抜粋本文:
○ ○ ○ ○ ○ ○ ○
2023年1月24日の日本経済新聞の夕刊に「存在感増すオルタナ投資」と題する記事が掲載されました。ここでは米ヘッジファンド運用会社大手のシタデルが、2022年の1年間に160億ドル(約2兆円)と業界最大の収益を上げたことを報じています。ただ、私は収益の金額以上にそこで紹介されているシタデルの運用手法に驚かされました。同社は小売企業のPOSデータや衛生画像を使った位置情報、SNSの投稿などをデータ化し、投資先企業の業績や投資商品の相場見通しに生かしているというのです。また、同社は近年、地球温暖化の加速で世界各地で洪水や干ばつなどの気候変動が起こっていることを踏まえ、博士号を持つ気象学者が率いるチームを編成して気候関連のビッグデータから商品先物の先行きの予測などに活用しているとのこと。運用の世界もここまで来たか、との思いがします。
○ ○ ○ ○ ○ ○ ○
提供データ:
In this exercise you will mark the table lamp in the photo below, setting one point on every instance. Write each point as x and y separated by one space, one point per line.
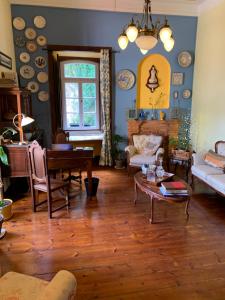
22 121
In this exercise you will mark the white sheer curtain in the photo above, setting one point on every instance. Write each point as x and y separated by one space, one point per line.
105 157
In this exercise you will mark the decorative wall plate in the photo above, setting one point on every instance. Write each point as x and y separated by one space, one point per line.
○ ○ ○ ○ ○ ○ ○
シタデルに関する抜粋から、「2023年1月24日の日本経」から「で来たか、との思いがします。」までの部分を、一字一句変えずに抜き出してもらえますか？

課題への解答:
2023年1月24日の日本経済新聞の夕刊に「存在感増すオルタナ投資」と題する記事が掲載されました。ここでは米ヘッジファンド運用会社大手のシタデルが、2022年の1年間に160億ドル(約2兆円)と業界最大の収益を上げたことを報じています。ただ、私は収益の金額以上にそこで紹介されているシタデルの運用手法に驚かされました。同社は小売企業のPOSデータや衛生画像を使った位置情報、SNSの投稿などをデータ化し、投資先企業の業績や投資商品の相場見通しに生かしているというのです。また、同社は近年、地球温暖化の加速で世界各地で洪水や干ばつなどの気候変動が起こっていることを踏まえ、博士号を持つ気象学者が率いるチームを編成して気候関連のビッグデータから商品先物の先行きの予測などに活用しているとのこと。運用の世界もここまで来たか、との思いがします。